# Data for this exercise:
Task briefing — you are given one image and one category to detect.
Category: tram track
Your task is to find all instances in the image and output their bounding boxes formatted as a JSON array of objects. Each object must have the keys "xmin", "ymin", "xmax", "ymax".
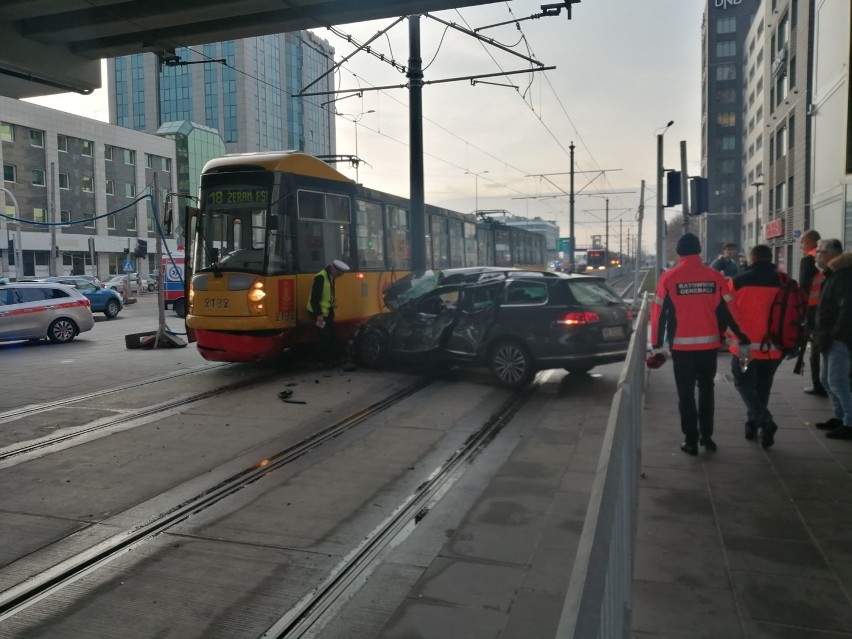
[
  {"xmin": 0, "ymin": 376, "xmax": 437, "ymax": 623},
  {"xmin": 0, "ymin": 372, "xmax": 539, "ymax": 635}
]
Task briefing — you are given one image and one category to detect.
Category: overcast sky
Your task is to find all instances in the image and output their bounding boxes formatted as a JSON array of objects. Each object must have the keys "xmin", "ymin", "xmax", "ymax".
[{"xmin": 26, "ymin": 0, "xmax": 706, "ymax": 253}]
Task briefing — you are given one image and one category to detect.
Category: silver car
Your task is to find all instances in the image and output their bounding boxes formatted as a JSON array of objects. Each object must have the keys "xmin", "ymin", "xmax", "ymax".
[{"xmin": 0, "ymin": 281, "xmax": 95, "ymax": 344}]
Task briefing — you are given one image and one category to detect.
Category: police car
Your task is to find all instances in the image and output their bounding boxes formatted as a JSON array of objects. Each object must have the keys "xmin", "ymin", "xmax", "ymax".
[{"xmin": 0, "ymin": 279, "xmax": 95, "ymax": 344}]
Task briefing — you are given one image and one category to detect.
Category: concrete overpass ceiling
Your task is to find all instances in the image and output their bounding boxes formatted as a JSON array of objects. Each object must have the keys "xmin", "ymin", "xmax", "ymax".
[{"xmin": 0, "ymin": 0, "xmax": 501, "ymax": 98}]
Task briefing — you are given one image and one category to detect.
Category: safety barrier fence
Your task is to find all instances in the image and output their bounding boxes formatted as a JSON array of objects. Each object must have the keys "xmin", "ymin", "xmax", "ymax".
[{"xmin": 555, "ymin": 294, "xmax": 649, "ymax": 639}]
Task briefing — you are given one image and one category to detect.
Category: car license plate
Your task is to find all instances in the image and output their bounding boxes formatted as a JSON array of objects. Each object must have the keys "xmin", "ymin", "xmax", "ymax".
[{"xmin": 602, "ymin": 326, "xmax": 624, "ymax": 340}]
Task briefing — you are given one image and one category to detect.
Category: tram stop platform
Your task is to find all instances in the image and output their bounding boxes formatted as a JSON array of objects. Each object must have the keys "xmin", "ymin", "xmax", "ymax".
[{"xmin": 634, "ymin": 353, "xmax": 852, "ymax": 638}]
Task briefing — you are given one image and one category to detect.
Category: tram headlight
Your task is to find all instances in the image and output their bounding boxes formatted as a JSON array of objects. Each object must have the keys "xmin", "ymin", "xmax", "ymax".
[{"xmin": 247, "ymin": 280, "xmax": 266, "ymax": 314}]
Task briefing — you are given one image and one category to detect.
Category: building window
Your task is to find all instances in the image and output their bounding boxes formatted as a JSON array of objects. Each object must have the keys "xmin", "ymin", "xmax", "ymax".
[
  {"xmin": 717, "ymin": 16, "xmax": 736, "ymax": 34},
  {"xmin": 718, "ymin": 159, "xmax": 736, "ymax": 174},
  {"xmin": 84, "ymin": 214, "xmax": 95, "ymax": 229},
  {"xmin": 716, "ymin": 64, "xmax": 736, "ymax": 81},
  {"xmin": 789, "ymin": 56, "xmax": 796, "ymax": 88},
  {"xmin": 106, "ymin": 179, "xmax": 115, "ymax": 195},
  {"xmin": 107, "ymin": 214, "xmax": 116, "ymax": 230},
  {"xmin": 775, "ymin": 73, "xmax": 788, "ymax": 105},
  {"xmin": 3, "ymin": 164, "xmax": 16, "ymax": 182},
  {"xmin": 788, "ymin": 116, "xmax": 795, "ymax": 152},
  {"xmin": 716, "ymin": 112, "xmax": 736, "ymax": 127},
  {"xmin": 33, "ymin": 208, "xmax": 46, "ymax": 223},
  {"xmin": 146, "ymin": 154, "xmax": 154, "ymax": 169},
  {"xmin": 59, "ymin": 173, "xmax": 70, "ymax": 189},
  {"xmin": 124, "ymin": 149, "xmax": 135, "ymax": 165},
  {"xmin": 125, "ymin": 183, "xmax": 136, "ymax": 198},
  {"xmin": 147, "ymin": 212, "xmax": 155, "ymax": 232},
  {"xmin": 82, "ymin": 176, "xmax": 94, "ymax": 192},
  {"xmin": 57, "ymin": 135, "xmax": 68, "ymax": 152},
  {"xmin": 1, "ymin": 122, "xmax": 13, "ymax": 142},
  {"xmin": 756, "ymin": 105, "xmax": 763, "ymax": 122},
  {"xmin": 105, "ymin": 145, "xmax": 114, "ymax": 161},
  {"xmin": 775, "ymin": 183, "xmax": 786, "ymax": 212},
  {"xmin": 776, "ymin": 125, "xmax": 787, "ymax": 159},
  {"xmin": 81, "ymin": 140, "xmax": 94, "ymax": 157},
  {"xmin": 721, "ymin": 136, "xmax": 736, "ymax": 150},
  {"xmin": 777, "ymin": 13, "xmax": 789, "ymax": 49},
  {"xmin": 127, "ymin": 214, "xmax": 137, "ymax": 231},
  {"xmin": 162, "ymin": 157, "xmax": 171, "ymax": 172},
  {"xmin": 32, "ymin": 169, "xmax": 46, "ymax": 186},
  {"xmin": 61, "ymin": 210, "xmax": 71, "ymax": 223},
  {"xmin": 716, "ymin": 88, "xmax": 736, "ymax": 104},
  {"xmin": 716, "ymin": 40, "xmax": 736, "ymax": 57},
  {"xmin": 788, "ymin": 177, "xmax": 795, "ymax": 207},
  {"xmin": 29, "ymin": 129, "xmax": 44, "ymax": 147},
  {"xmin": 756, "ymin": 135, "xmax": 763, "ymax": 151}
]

---

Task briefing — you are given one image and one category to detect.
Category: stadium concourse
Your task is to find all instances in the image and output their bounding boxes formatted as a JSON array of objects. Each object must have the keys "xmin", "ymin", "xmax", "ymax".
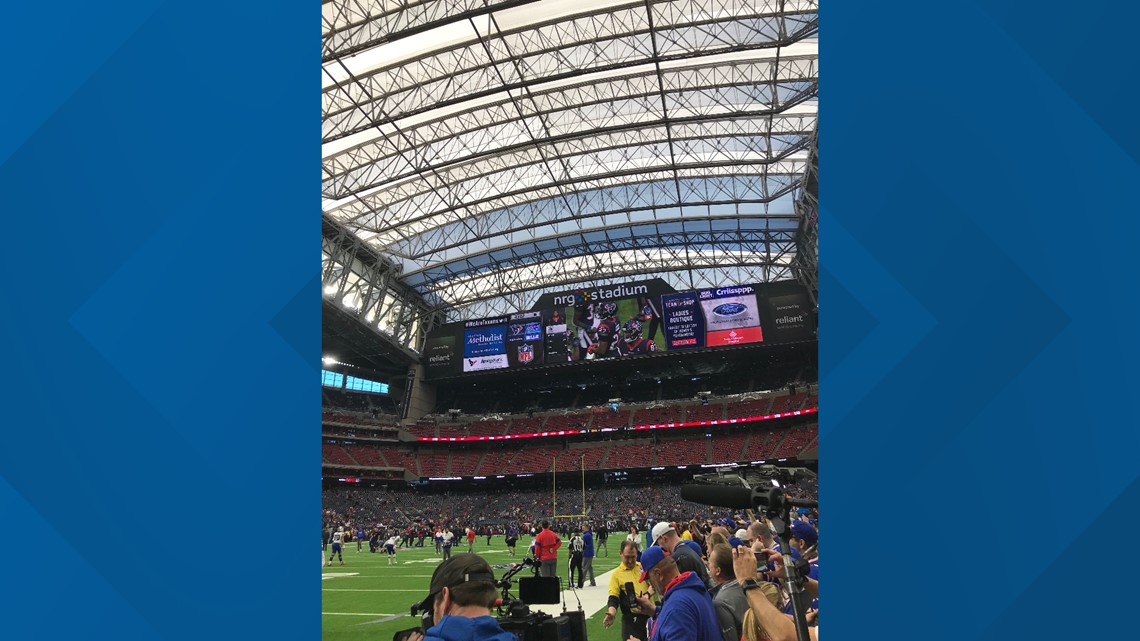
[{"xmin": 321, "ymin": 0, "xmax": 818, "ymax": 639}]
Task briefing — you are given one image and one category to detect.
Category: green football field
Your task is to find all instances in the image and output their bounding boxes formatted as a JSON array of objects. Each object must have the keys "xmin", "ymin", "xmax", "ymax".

--

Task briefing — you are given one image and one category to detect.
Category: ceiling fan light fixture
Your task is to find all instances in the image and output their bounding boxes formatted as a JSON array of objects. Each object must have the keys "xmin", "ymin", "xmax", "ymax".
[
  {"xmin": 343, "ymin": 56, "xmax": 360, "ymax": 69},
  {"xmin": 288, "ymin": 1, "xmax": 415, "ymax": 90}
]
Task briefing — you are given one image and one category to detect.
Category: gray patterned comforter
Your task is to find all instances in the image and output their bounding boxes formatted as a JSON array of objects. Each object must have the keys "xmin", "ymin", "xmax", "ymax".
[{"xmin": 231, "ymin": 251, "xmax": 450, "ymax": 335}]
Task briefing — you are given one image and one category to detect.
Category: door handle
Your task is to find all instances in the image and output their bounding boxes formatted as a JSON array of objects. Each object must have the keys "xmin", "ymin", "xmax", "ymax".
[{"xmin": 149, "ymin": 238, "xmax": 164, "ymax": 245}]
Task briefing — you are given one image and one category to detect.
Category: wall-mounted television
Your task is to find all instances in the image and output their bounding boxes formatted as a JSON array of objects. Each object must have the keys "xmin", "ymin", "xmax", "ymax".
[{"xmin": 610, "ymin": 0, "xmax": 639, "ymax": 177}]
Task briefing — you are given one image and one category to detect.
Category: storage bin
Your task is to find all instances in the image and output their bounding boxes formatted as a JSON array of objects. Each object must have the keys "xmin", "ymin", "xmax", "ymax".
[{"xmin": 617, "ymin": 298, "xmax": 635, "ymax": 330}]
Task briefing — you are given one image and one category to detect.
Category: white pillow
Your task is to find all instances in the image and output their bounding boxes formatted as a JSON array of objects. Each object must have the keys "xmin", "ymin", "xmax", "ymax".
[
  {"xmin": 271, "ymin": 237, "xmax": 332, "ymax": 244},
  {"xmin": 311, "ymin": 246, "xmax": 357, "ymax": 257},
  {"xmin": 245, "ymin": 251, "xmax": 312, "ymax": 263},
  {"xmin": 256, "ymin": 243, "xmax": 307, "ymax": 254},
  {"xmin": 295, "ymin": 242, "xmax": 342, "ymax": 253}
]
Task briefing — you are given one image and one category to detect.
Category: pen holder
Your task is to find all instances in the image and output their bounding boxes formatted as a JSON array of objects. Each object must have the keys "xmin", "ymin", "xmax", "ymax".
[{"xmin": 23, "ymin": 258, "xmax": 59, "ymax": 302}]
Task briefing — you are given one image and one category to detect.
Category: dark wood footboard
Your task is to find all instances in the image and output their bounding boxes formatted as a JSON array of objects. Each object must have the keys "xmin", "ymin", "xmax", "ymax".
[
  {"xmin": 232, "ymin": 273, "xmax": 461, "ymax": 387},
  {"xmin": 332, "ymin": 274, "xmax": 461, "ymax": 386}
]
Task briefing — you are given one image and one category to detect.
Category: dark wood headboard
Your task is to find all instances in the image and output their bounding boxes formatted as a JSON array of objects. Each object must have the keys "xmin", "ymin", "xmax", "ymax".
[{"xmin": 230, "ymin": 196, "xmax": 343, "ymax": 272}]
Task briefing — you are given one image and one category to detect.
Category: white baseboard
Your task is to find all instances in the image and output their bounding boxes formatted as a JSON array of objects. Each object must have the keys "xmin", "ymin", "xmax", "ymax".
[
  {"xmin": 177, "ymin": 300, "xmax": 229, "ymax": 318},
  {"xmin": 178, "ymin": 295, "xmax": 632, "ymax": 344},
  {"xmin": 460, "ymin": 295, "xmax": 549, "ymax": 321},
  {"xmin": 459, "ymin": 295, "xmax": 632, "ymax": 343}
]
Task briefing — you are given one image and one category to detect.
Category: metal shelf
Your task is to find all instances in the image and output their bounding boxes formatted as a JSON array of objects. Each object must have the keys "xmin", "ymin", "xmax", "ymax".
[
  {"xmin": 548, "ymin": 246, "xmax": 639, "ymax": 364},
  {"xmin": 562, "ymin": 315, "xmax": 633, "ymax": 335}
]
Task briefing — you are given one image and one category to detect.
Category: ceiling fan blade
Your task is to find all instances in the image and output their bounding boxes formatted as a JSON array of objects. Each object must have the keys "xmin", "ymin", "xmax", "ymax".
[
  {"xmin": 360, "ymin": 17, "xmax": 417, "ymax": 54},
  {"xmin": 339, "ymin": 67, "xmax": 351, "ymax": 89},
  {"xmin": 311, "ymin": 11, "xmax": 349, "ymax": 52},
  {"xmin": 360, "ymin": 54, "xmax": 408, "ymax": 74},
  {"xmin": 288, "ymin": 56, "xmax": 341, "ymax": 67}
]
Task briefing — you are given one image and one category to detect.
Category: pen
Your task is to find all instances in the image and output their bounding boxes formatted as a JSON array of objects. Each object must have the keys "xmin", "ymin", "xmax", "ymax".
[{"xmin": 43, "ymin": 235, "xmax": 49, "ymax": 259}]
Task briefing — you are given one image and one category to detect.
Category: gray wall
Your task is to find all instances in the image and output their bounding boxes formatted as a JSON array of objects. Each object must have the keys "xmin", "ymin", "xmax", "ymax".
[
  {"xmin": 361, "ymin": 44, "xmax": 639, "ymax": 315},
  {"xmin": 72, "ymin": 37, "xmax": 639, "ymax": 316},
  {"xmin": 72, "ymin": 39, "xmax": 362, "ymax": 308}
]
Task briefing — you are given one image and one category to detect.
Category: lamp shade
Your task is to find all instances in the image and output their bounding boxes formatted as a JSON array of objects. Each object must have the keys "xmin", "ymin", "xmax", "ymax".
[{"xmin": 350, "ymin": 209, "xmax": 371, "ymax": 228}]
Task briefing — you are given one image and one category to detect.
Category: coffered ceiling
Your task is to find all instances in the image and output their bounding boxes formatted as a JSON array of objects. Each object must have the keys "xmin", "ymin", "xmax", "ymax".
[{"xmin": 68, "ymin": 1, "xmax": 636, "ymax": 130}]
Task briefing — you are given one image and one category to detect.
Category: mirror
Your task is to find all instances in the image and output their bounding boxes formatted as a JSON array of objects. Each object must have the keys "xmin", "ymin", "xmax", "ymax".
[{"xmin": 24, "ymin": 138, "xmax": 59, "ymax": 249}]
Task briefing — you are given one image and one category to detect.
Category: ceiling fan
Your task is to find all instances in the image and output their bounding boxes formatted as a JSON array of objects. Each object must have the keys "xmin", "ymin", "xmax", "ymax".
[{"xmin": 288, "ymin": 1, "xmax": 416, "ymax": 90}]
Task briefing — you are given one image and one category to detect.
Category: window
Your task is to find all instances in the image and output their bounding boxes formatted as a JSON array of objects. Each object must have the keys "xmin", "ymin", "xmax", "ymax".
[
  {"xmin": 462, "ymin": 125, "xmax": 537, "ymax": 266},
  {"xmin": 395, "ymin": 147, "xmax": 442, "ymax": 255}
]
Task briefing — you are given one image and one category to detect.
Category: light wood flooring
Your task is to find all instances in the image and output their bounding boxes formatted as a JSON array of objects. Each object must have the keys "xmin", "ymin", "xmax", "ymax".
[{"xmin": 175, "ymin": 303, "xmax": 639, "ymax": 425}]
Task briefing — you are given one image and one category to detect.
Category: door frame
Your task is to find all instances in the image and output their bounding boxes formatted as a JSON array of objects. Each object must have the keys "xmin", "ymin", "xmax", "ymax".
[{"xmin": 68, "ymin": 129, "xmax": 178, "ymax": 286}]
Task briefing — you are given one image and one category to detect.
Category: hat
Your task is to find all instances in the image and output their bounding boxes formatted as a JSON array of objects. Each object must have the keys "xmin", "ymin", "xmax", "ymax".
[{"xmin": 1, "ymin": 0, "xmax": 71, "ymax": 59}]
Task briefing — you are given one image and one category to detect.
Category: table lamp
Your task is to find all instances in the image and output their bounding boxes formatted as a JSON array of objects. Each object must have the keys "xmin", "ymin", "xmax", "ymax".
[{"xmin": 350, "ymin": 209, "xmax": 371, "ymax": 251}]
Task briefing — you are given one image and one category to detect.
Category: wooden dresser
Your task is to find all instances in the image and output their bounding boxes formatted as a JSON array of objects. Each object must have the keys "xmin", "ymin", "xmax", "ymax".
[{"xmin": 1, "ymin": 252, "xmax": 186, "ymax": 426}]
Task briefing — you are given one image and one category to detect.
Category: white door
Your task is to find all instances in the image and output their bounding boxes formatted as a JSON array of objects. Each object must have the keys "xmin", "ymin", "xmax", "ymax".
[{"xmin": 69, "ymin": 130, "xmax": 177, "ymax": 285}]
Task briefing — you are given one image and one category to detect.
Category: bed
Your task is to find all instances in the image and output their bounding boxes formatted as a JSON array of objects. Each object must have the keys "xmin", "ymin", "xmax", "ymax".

# Work required:
Scan the listing for the string "door" and copy every line that carries it.

# Result:
Category: door handle
Category: door frame
Category: white door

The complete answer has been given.